■ Task goal
What is wanted is the line holding "Where can you find the parked" and every later line through the end of the entries, set down exactly.

(Provided data Opens)

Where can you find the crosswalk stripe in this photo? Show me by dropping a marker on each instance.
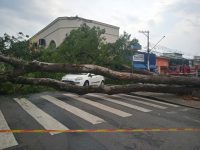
(147, 99)
(76, 111)
(99, 105)
(6, 139)
(47, 121)
(142, 102)
(121, 103)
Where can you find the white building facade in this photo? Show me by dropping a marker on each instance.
(57, 30)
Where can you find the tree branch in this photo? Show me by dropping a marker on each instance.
(106, 89)
(34, 66)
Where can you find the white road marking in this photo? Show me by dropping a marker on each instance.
(47, 121)
(99, 105)
(191, 119)
(6, 139)
(121, 103)
(142, 102)
(171, 112)
(76, 111)
(146, 99)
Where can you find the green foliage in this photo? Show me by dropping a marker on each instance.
(84, 45)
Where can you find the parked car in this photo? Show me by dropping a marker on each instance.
(84, 79)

(Provided data Closes)

■ The completed task
Where can you find the parked car in this photo? Show me by dropping a marker on each instance.
(84, 79)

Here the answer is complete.